** start EXCERPT PROVIDED **

Coker v. Arkansas State Police et al
Filing
112
ORDER: The Court appreciates the parties' proposed jury instructions. The Court also appreciates, and will cover the gist of, Cartwright's proposed voir dire questions. The Court is attaching its current working drafts of (1) the preliminar y instructions, (2) the final instructions, and (3) the verdict form. We'll take these up Monday Morning. Signed by Judge D. P. Marshall Jr. on 2/6/2015. (Attachments: # 1 Preliminary Instructions, # 2 Final Instructions, # 3 Verdict Form)(jak)
PRELIMINARY INSTRUCTIONS
COURT'S JURY INSTRUCTION NO. 1.01
GENERAL: NATURE OF CASE; BURDEN OF PROOF;
DUTY OF JURY; CAUTIONARY
Ladies and gentlemen of the jury: I will take a few moments now to
give you some initial instructions about this case and about your duties as
jurors. During the trial, I will give you more instructions. And at the end of
the trial, I will give you further instructions. Unless I specifically tell you
otherwise, all these instructions—both those I give you now and those I give
you later—are equally binding on you and must be followed.

** end EXCERPT PROVIDED **

STATED TASK A:
Answer these questions using the court filing:
(i) Who signed the order, and on what date?
(ii) Whose proposed voir dire questions does the Court say it will cover the gist of?
(iii) What number does the filing assign to the court's jury instruction on the nature of the case and the burden of proof?
The court filing and the listing are separate, unrelated material.

** start RAW DATA **

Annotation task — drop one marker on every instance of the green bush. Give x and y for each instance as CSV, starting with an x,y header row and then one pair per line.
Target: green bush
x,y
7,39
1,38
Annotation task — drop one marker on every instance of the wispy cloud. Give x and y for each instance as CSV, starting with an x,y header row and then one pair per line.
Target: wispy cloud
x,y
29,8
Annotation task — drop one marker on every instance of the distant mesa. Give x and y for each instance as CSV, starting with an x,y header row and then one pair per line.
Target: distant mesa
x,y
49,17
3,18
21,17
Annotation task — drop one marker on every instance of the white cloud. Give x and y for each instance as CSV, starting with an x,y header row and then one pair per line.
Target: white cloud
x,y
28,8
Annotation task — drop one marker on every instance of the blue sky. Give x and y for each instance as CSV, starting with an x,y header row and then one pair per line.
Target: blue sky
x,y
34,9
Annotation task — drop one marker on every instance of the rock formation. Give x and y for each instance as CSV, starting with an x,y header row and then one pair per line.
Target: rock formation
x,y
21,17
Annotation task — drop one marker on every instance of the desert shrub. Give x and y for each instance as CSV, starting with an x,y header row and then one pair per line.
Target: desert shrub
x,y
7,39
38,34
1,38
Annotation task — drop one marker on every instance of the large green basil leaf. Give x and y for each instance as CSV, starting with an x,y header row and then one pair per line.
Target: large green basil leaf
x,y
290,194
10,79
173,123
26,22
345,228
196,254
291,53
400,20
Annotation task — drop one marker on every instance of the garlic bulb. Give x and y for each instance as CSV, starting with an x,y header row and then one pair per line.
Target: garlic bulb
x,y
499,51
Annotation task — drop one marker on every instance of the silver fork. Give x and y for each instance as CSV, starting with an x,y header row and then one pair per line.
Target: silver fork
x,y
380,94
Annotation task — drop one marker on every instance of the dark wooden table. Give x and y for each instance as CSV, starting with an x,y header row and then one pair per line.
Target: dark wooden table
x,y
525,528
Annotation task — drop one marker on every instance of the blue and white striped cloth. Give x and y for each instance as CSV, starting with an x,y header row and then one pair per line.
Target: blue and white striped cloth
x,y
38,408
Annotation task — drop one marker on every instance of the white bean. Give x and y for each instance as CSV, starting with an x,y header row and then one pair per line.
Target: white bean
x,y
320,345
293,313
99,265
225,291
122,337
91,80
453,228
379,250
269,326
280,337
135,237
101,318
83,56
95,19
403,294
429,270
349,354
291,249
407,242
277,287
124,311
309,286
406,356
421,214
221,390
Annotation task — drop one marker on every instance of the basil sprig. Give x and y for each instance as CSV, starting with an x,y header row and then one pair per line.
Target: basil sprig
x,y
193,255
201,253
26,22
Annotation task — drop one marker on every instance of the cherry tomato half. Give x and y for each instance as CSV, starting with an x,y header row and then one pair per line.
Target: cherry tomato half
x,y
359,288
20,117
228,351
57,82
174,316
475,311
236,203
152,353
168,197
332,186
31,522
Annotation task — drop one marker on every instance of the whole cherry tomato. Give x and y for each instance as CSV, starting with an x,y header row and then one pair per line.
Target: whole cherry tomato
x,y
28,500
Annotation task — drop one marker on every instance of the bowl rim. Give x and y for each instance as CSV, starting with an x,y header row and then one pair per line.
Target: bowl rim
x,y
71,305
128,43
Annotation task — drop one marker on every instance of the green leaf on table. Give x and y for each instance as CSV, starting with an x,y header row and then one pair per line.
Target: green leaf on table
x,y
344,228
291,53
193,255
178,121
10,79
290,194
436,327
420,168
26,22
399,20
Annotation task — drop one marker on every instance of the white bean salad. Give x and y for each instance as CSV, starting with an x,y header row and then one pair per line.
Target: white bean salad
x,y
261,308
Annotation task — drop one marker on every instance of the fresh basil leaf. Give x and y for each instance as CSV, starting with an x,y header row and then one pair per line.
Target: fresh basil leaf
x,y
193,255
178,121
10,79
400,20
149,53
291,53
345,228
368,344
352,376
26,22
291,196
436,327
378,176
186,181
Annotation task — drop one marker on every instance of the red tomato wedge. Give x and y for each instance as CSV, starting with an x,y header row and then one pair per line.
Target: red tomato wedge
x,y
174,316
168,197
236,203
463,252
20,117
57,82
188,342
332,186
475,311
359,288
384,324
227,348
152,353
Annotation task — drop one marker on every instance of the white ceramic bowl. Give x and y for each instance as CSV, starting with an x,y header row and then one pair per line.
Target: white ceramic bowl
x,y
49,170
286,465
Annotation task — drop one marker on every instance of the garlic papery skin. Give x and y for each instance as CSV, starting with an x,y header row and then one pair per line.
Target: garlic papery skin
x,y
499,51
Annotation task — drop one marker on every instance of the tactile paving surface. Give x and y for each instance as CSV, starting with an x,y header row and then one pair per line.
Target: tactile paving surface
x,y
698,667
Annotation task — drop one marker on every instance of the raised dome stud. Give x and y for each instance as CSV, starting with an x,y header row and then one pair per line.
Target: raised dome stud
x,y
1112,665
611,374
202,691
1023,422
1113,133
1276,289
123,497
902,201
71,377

** end RAW DATA **

STATED TASK B: Pick out every line of the listing that contains the string "mesa". Case counts.

CORRECT RESULT A:
(i) Judge D. P. Marshall Jr., on 2/6/2015.
(ii) Cartwright's.
(iii) No. 1.01.

CORRECT RESULT B:
Annotation task — drop one marker on every instance of the distant mesa. Give x and y for each instance as CSV, starting with an x,y header row and then one pair per line.
Target: distant mesa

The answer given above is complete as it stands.